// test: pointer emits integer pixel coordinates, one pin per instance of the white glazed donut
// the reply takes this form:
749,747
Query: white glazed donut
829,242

====================

=== WHAT YOU HAVE TO DO ===
Rewrite the data, changing every "white glazed donut" to "white frosted donut" and leaving everything else as it is.

=== FINAL ANSWER ===
// test: pointer emits integer pixel coordinates, one pin per instance of the white frosted donut
// the reply takes this form:
749,747
Query: white frosted donut
829,242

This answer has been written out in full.